--- Provided records ---
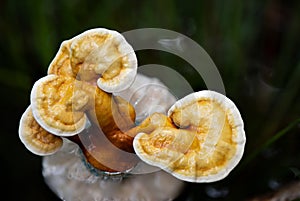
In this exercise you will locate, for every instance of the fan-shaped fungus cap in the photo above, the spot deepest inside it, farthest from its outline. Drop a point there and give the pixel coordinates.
(97, 55)
(57, 106)
(206, 145)
(35, 138)
(61, 65)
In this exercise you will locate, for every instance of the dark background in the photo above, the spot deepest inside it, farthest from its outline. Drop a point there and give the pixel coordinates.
(254, 44)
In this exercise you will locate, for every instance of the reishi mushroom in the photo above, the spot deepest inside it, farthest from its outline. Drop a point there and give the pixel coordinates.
(201, 139)
(99, 56)
(35, 138)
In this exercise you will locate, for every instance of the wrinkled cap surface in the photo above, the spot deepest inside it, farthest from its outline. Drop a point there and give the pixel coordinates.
(35, 138)
(207, 143)
(57, 104)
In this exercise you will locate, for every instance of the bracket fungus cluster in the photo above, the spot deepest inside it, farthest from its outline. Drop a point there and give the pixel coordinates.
(200, 138)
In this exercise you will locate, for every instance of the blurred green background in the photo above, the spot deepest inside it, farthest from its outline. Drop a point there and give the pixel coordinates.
(254, 44)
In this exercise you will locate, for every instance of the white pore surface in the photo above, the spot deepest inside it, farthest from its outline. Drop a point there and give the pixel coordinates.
(69, 178)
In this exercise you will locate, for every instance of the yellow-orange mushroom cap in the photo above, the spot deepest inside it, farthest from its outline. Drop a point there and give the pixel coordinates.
(35, 138)
(206, 145)
(56, 103)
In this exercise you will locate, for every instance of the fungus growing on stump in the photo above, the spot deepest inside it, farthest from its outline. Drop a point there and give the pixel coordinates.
(200, 139)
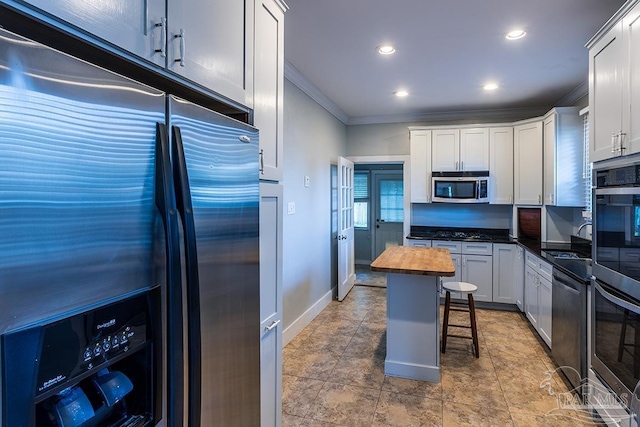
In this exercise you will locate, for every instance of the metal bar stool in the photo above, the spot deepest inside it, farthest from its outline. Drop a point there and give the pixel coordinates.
(464, 288)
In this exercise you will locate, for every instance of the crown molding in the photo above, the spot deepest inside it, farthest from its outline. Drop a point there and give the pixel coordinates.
(478, 116)
(282, 5)
(294, 75)
(575, 95)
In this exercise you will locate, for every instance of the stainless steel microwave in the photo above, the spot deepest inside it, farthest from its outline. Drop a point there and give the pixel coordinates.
(460, 187)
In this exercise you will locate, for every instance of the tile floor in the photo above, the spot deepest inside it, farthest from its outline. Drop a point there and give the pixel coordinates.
(333, 374)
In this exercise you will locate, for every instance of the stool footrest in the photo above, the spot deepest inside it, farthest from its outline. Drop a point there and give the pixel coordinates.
(460, 326)
(460, 336)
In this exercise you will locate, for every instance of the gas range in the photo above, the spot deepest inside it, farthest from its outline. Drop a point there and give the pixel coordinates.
(453, 233)
(461, 235)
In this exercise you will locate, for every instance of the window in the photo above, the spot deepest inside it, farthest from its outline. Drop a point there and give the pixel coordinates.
(391, 200)
(361, 199)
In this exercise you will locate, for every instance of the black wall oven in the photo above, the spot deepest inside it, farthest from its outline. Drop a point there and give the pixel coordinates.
(615, 308)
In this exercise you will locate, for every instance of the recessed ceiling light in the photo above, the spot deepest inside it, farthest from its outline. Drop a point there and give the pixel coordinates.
(515, 34)
(386, 49)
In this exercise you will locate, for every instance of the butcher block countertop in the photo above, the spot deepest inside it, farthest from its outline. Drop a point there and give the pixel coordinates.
(415, 260)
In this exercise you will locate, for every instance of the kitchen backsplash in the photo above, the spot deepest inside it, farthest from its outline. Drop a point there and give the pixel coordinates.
(472, 215)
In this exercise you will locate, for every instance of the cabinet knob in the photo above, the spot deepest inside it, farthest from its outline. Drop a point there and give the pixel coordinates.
(182, 47)
(163, 37)
(272, 325)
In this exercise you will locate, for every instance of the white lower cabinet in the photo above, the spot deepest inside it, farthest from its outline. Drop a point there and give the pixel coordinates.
(537, 299)
(270, 304)
(473, 265)
(504, 273)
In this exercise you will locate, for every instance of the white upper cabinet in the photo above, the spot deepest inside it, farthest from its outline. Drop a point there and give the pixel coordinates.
(527, 163)
(501, 165)
(464, 149)
(445, 150)
(268, 86)
(209, 42)
(135, 26)
(563, 158)
(420, 146)
(631, 96)
(474, 149)
(614, 87)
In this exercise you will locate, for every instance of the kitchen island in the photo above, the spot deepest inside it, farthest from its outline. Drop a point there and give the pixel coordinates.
(413, 313)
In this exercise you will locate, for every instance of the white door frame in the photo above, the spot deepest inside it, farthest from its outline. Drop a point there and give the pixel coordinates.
(404, 160)
(346, 250)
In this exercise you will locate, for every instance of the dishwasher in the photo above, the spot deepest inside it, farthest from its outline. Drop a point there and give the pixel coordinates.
(569, 326)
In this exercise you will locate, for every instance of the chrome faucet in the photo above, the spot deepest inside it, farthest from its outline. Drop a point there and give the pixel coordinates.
(582, 226)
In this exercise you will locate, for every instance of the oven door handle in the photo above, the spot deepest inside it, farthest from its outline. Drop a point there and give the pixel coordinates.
(617, 191)
(617, 301)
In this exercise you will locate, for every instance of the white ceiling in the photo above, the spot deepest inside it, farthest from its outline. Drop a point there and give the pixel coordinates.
(446, 51)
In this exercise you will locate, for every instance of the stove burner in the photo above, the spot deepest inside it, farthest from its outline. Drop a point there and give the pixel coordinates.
(461, 235)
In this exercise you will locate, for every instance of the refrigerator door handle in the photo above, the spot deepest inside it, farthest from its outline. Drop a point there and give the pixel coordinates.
(185, 207)
(166, 204)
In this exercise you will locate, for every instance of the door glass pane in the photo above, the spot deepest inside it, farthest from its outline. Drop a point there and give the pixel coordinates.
(391, 200)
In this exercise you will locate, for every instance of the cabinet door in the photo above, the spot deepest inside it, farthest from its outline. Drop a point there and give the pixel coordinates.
(271, 303)
(129, 25)
(420, 146)
(549, 137)
(445, 150)
(544, 298)
(531, 295)
(606, 60)
(501, 165)
(474, 149)
(631, 95)
(210, 43)
(527, 161)
(518, 278)
(478, 269)
(268, 86)
(504, 285)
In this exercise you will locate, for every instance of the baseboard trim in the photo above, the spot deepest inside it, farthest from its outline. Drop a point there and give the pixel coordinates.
(301, 322)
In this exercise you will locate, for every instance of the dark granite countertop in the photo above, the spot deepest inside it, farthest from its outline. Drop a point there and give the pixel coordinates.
(580, 269)
(460, 234)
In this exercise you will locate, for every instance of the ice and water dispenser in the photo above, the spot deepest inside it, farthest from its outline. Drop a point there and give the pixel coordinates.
(97, 368)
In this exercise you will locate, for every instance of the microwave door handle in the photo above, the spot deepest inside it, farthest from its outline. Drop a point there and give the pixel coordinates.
(617, 191)
(618, 301)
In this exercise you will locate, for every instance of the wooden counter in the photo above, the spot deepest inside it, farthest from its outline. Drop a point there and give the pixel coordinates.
(413, 309)
(411, 260)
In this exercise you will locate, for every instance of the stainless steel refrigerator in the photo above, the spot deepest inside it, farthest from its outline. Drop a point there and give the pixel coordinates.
(109, 187)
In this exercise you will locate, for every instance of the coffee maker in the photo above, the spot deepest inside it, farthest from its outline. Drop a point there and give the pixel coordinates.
(97, 368)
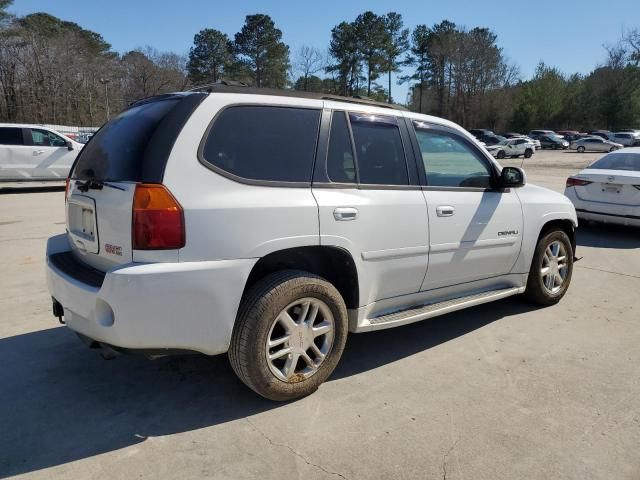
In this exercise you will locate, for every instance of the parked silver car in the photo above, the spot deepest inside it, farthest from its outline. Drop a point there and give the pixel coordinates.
(595, 144)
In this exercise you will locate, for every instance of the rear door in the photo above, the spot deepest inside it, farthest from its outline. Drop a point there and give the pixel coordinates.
(370, 204)
(51, 155)
(474, 229)
(14, 156)
(132, 148)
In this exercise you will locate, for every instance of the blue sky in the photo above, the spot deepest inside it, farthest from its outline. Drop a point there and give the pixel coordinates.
(567, 34)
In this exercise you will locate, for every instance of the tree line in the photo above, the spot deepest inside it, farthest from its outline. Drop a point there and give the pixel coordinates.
(55, 71)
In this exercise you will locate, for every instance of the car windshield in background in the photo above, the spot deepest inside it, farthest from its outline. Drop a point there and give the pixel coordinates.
(618, 161)
(116, 151)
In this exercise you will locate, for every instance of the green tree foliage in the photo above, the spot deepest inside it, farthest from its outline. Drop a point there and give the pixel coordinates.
(260, 48)
(343, 48)
(395, 45)
(371, 39)
(209, 57)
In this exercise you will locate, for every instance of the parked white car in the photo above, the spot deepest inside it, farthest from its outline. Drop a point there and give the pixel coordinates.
(512, 148)
(609, 189)
(595, 144)
(33, 152)
(624, 138)
(270, 225)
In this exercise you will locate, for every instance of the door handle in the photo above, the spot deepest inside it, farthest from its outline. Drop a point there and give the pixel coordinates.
(445, 211)
(344, 214)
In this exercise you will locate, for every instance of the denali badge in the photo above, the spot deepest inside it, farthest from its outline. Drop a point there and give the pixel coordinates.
(113, 249)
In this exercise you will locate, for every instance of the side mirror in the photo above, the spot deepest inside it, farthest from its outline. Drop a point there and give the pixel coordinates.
(512, 177)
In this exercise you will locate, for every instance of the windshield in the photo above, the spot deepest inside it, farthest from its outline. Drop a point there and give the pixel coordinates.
(618, 161)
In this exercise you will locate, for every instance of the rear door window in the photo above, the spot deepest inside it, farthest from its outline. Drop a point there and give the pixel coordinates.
(264, 143)
(44, 138)
(341, 166)
(11, 136)
(379, 150)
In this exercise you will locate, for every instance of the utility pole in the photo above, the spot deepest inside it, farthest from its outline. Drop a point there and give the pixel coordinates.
(105, 82)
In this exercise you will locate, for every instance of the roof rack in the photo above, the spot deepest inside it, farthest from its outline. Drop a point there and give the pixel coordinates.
(228, 86)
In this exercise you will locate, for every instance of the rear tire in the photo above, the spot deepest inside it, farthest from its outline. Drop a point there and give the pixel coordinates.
(276, 348)
(551, 269)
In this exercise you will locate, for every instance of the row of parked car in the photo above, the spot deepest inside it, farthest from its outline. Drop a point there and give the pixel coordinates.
(501, 146)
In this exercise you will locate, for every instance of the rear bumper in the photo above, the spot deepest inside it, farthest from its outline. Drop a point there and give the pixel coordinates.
(183, 306)
(604, 212)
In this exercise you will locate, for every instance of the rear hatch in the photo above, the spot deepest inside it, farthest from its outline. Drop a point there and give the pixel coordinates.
(130, 149)
(610, 186)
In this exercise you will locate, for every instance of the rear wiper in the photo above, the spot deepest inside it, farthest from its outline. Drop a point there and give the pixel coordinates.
(96, 185)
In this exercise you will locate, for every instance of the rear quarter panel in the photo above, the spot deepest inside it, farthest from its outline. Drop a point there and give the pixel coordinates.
(226, 219)
(539, 207)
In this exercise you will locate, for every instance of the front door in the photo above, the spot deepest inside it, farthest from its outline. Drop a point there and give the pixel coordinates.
(475, 230)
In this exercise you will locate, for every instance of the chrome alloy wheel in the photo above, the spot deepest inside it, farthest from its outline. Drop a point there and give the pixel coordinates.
(299, 340)
(554, 267)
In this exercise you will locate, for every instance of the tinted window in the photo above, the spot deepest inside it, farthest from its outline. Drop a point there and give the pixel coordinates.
(44, 138)
(379, 150)
(117, 150)
(11, 136)
(619, 161)
(449, 161)
(340, 163)
(264, 143)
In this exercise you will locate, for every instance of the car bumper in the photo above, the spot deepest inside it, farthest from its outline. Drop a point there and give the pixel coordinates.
(181, 306)
(604, 212)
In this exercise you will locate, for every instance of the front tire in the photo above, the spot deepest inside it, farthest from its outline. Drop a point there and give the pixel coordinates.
(290, 333)
(551, 269)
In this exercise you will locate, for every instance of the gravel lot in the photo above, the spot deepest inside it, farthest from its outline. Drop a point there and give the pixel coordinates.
(501, 391)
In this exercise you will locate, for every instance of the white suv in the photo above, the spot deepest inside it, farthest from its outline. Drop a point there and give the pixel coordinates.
(269, 224)
(35, 152)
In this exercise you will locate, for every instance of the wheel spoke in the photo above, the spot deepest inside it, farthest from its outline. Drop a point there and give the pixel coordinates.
(278, 341)
(302, 318)
(287, 322)
(316, 351)
(307, 359)
(279, 353)
(321, 329)
(290, 365)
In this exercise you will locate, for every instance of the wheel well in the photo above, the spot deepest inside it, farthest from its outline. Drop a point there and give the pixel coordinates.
(334, 264)
(565, 225)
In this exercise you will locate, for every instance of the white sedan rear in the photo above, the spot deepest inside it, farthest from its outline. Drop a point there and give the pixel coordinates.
(609, 189)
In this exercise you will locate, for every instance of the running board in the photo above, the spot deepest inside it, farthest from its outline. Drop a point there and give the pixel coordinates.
(434, 309)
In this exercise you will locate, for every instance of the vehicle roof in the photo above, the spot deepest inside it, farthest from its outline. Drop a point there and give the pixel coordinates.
(238, 88)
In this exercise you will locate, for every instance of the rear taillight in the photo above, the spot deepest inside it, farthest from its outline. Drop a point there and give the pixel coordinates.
(577, 182)
(158, 219)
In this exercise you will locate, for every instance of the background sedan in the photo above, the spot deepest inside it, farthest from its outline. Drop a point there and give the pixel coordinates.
(595, 144)
(609, 189)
---
◆ Exercise instructions
Output only the lines that run from the one containing "of the background" through the last line of the material above, both included.

◆ Response to this exercise
In this exercise you will locate, for every instance of the background sedan in the photo above, the spot deepest inside it, farthest from its outline. Drop a point there and give the pixel coordinates.
(595, 144)
(609, 189)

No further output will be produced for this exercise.